# OBJECTIFS:
**A.** Recopiez mot pour mot le passage de l'extrait sur Bernstorff, de « Des trois Bernstorff » à « de ce Hanovrien. ».
**B.** Comptez les lignes des enregistrements où figure la chaîne « submerged » et indiquez uniquement ce nombre.

# EXTRAIT:

Des trois Bernstorff dont l’histoire a retenu les noms, J.-H. Bernstorff est connu en France par sa correspondance politique avec le duc de Choiseul, son ami personnel. Cette correspondance constitue un document du plus grand intérêt. La carrière diplomatique du baron le mit en rapport avec toute la haute société française du milieu du XVIIIe siècle et se corsa d’une aventure sentimentale qui donne un attrait romanesque à la figure de ce Hanovrien.

Enregistrements du jeu de données de pointage:
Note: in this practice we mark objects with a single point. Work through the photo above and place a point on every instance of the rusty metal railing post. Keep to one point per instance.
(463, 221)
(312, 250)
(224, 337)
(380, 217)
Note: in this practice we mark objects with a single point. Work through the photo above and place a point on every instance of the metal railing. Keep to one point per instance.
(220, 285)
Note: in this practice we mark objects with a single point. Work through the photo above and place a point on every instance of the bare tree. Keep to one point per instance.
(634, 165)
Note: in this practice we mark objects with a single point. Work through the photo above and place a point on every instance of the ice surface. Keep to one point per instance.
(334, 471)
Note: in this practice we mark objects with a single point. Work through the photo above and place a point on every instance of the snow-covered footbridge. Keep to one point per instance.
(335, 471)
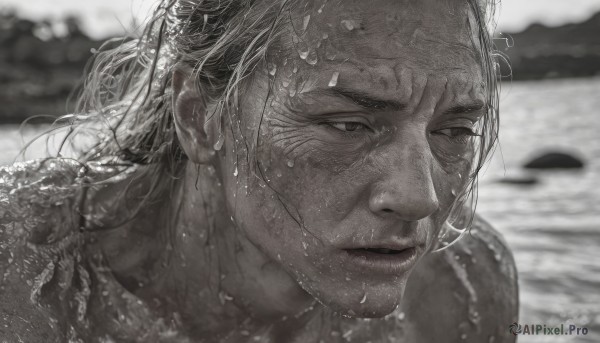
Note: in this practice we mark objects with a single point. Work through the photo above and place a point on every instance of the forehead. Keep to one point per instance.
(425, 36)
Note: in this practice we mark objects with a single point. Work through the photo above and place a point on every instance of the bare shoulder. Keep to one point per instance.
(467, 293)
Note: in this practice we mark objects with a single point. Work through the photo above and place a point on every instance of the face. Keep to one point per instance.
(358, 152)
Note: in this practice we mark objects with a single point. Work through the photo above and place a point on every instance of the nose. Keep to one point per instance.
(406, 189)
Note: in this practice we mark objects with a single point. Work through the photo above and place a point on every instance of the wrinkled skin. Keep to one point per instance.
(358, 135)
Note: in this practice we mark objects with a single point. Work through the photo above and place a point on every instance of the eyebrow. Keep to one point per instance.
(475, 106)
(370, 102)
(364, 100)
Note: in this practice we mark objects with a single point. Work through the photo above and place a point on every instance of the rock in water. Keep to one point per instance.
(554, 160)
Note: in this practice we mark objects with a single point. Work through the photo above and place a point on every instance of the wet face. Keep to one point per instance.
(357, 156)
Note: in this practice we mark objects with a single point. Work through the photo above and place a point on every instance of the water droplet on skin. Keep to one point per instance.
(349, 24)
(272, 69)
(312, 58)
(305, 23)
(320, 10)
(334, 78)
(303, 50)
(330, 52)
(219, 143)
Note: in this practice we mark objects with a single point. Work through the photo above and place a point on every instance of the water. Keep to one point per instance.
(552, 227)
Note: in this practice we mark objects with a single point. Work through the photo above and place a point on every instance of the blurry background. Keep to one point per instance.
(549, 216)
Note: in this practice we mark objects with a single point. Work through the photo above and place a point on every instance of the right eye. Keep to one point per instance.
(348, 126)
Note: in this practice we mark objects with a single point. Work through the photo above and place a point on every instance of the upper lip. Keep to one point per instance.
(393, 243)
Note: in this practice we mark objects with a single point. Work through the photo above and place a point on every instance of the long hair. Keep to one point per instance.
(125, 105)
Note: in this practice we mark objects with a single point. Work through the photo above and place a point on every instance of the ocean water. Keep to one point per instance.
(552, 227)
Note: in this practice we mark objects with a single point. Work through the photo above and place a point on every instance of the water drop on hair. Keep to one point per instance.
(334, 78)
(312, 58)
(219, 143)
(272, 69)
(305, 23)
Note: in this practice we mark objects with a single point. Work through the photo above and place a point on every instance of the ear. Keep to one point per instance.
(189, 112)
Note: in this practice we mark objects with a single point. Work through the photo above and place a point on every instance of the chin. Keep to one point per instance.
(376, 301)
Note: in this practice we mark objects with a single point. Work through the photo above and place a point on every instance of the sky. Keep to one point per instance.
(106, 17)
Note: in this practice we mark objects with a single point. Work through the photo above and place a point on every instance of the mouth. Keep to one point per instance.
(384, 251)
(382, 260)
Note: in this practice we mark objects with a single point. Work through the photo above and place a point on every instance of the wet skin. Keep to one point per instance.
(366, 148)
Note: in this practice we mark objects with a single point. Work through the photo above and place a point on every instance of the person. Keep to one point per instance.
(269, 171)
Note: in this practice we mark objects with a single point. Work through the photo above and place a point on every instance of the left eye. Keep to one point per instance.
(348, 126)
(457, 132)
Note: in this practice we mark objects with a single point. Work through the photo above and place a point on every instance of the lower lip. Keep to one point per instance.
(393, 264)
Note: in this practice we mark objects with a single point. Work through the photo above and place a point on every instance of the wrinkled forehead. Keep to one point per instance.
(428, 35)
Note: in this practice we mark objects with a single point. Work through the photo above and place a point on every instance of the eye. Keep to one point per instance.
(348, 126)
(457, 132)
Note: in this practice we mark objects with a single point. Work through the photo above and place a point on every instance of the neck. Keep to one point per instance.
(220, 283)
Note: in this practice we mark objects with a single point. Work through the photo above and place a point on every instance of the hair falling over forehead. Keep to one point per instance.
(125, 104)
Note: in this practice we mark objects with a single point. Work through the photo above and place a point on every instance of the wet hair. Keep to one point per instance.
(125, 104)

* * *

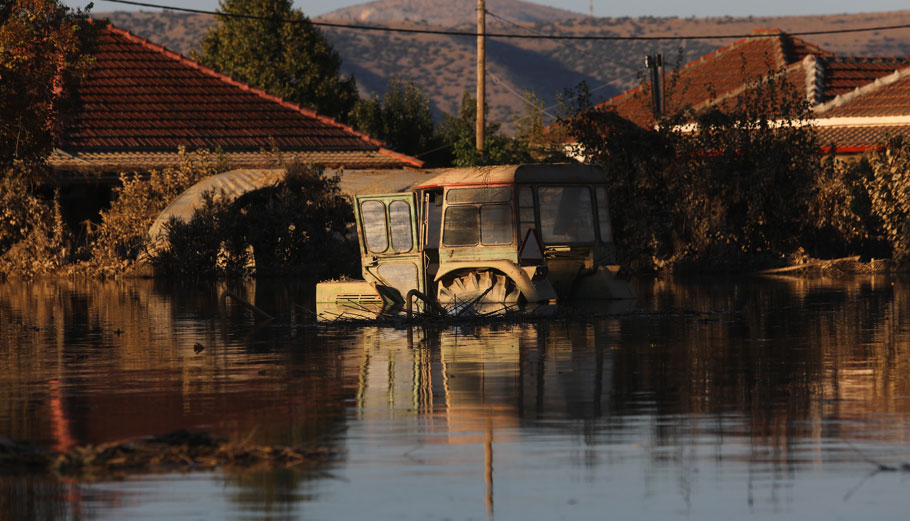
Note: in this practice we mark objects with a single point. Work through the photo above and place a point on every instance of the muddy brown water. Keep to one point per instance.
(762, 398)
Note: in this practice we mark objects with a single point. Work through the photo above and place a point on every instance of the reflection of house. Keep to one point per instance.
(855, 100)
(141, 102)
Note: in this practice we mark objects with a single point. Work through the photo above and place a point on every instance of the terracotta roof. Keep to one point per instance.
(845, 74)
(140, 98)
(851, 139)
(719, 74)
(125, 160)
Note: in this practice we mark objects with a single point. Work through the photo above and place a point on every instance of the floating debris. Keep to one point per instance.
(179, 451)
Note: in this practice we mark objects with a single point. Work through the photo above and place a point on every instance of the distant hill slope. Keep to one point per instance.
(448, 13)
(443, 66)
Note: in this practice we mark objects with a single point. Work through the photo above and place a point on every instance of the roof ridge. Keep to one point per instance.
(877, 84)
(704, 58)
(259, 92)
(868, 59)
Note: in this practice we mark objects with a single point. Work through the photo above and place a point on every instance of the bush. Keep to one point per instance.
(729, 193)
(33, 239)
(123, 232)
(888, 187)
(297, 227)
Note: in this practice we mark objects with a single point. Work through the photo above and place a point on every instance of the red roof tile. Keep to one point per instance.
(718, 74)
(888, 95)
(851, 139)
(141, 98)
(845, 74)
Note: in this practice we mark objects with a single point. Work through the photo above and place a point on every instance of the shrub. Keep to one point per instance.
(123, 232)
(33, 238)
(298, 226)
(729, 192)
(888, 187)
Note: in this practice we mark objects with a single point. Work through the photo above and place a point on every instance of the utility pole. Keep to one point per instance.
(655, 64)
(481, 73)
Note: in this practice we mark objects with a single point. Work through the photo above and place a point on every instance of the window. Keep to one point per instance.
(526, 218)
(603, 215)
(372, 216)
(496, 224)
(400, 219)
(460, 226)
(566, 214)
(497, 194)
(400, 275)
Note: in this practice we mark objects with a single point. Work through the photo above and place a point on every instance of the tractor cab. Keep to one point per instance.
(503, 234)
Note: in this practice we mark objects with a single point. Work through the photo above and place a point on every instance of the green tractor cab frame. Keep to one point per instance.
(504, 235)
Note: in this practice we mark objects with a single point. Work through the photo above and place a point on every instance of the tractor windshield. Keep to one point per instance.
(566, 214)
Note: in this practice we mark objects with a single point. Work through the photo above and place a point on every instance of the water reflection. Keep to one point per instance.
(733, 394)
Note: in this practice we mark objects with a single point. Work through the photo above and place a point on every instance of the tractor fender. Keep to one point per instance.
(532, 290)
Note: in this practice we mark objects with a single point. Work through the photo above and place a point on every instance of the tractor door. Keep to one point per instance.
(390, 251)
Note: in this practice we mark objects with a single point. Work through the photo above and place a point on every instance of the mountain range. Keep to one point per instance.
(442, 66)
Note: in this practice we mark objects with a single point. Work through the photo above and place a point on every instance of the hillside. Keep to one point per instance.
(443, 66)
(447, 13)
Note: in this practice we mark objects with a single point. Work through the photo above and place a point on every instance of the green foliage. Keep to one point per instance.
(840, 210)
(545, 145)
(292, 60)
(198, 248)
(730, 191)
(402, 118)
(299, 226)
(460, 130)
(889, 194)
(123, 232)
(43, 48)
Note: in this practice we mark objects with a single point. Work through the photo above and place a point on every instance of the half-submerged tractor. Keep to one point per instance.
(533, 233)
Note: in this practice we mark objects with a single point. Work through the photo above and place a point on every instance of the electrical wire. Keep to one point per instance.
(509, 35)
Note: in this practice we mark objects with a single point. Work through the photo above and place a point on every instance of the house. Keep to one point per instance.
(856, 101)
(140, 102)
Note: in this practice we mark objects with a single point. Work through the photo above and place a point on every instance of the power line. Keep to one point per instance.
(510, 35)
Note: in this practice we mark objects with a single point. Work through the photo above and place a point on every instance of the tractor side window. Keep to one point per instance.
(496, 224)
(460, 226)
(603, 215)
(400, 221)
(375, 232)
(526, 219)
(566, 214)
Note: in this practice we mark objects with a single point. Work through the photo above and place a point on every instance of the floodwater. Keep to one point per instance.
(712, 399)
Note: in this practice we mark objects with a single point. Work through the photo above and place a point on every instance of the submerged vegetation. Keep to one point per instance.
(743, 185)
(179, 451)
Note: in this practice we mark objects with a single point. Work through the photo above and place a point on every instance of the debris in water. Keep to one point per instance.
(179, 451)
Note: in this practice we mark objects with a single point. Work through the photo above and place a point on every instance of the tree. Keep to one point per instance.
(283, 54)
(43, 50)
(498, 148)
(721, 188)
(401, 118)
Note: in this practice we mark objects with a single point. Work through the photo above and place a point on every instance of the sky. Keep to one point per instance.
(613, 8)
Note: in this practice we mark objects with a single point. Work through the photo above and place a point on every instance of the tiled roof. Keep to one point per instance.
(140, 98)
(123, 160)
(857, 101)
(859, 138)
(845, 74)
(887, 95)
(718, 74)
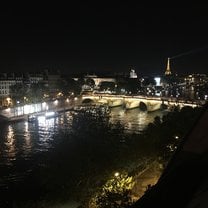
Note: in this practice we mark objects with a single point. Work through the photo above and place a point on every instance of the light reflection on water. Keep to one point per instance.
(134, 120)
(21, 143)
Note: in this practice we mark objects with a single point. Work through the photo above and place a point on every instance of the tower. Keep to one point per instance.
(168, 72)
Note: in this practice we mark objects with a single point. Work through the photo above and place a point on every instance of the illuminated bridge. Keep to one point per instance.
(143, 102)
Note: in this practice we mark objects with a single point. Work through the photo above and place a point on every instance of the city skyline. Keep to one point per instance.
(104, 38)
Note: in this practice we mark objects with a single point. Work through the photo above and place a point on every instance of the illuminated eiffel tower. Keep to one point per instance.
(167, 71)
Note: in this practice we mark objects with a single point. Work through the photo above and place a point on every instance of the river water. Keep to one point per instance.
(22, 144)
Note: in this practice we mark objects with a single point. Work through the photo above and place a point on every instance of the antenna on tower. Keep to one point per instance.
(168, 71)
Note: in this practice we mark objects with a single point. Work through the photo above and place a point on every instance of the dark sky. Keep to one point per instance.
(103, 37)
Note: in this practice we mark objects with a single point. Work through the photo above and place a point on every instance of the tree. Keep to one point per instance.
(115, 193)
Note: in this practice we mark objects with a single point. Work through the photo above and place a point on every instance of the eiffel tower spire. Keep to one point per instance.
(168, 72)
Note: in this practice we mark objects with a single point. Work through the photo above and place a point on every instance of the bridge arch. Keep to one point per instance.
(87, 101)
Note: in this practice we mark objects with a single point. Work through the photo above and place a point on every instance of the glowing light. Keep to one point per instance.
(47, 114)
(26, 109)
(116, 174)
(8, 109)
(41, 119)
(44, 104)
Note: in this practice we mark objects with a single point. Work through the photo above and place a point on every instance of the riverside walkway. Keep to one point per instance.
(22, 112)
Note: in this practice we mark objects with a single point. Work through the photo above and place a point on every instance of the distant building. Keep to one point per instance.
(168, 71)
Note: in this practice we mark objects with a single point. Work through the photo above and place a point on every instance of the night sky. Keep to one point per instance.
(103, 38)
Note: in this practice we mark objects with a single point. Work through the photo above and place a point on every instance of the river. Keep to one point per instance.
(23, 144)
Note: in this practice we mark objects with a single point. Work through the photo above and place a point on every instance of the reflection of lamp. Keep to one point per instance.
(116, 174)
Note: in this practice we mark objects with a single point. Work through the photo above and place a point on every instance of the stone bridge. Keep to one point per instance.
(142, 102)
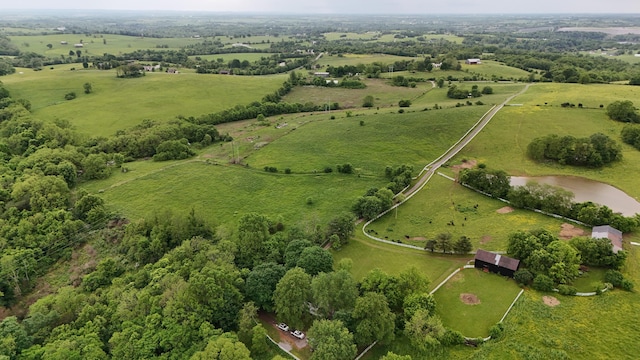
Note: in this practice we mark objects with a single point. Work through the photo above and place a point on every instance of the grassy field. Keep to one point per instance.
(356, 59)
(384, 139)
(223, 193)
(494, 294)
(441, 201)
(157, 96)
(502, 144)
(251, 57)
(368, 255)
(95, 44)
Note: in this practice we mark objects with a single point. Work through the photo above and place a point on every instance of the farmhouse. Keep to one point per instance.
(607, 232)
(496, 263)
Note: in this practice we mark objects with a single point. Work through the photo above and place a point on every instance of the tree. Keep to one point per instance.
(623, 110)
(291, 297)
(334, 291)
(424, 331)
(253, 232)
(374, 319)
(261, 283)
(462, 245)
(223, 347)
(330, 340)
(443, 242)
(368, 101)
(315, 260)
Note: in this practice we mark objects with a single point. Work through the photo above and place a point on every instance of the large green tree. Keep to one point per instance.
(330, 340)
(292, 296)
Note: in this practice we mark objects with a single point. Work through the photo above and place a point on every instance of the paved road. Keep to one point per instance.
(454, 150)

# RÉPONSES PAR CONSIGNE:
**A.**
Des trois Bernstorff dont l’histoire a retenu les noms, J.-H. Bernstorff est connu en France par sa correspondance politique avec le duc de Choiseul, son ami personnel. Cette correspondance constitue un document du plus grand intérêt. La carrière diplomatique du baron le mit en rapport avec toute la haute société française du milieu du XVIIIe siècle et se corsa d’une aventure sentimentale qui donne un attrait romanesque à la figure de ce Hanovrien.

**B.** 2